▶ **Directions for this task**: Please rewrite the data below as a numbered list, omitting any blank lines.

===== Data extract

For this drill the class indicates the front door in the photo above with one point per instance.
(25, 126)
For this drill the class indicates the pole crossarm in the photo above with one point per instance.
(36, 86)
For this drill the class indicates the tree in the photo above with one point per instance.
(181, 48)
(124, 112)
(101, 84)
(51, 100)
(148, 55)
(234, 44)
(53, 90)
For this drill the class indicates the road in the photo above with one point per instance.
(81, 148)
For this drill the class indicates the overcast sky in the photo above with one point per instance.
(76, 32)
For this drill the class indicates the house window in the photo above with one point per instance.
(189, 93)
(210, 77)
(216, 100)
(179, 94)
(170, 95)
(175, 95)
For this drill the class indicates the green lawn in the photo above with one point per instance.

==========

▶ **Correct output**:
1. For this drill the class indicates the front door in the photo above with one point per instance.
2. (25, 126)
3. For this drill the class indicates the pole crossarm in the photo above with one point per instance.
4. (36, 86)
5. For this drill the class indicates the tree in the photo above with one point per instance.
6. (181, 48)
7. (124, 112)
8. (101, 84)
9. (51, 100)
10. (148, 55)
11. (234, 44)
12. (53, 90)
13. For this drill the class indicates the road in the photo above with one point per instance.
14. (81, 148)
15. For this drill the class indicates the overcast sky in the photo above with one point per instance.
16. (76, 32)
17. For this drill the class indicates the house window in the photo above with one point per instance.
18. (189, 93)
19. (210, 77)
20. (216, 100)
21. (179, 94)
22. (170, 95)
23. (175, 95)
24. For this drill the class indicates the green lawn in the photo above with one point per instance.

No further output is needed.